### WORK TO COMPLETE
In the records that follow, locate every line with "blue" and extract it.
○ ○ ○ ○
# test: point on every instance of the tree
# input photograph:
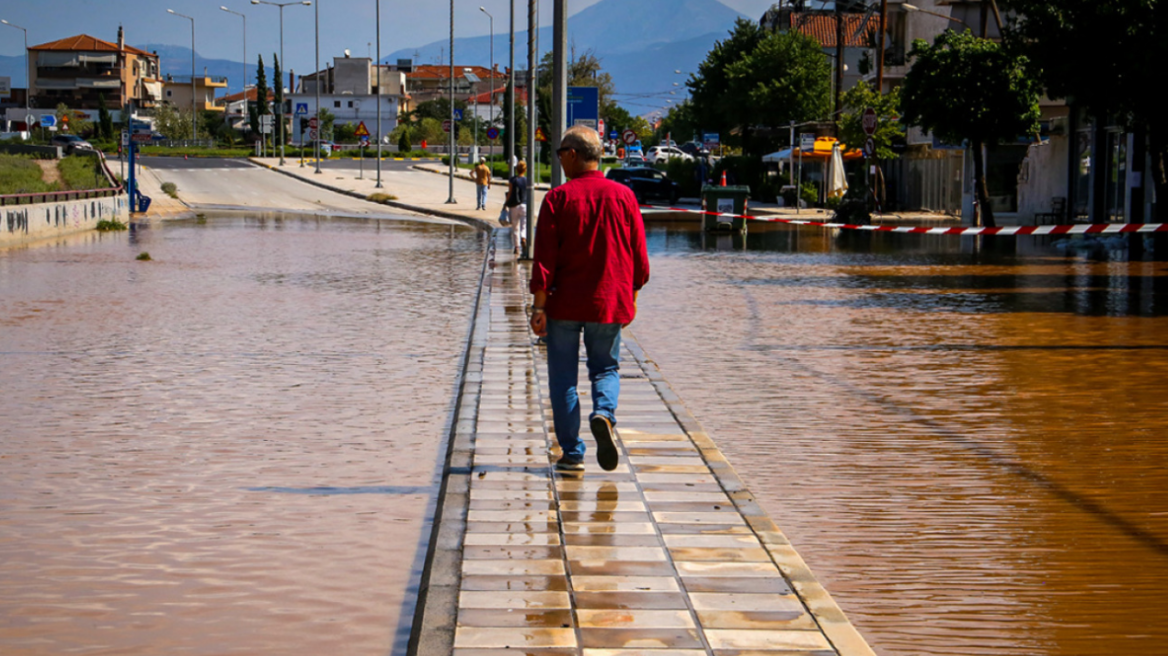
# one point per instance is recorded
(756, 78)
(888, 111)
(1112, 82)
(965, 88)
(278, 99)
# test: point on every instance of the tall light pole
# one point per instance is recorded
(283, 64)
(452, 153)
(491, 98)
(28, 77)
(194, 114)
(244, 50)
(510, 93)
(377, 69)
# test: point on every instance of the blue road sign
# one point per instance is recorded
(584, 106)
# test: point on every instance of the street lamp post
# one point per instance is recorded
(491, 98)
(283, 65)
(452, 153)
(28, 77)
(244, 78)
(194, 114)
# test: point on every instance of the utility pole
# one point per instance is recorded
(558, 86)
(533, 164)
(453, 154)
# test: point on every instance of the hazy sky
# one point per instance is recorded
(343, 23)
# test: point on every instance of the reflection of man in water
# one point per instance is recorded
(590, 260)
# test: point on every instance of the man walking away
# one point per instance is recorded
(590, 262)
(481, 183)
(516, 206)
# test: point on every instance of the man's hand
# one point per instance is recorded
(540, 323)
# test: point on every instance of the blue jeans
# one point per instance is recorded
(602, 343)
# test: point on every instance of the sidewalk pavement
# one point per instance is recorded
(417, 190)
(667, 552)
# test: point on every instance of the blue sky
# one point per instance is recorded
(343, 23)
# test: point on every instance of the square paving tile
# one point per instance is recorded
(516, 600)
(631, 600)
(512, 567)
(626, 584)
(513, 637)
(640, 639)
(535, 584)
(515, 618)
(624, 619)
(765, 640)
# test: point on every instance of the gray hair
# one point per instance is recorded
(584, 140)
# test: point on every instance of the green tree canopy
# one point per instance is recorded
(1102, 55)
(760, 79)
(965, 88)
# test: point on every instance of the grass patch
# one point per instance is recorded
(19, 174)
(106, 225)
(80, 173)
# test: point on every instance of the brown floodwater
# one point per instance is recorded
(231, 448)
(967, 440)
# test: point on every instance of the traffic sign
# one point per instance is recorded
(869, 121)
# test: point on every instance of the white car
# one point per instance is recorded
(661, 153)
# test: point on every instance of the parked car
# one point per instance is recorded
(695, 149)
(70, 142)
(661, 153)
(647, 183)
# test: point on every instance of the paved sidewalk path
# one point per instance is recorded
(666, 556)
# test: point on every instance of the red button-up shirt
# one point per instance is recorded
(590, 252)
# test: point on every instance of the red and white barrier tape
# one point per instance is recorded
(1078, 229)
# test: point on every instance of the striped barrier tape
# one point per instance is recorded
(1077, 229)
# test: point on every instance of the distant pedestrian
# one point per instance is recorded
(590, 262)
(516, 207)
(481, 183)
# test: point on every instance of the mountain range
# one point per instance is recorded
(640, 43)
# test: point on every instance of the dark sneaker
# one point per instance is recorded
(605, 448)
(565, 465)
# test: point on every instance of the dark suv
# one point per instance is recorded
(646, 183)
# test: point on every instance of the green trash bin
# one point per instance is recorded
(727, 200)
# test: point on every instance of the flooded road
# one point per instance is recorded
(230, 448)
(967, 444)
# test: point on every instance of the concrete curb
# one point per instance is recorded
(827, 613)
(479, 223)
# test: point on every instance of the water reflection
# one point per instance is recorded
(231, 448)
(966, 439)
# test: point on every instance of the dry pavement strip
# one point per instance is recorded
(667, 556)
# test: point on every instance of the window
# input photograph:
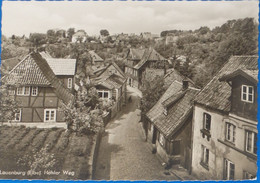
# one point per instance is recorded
○ ○ ○ ○
### WRITTEN ANSWER
# test: point on every instance of the blue road sign
# test: point on every instance of the blue jeans
# test: point on every instance of the blue sky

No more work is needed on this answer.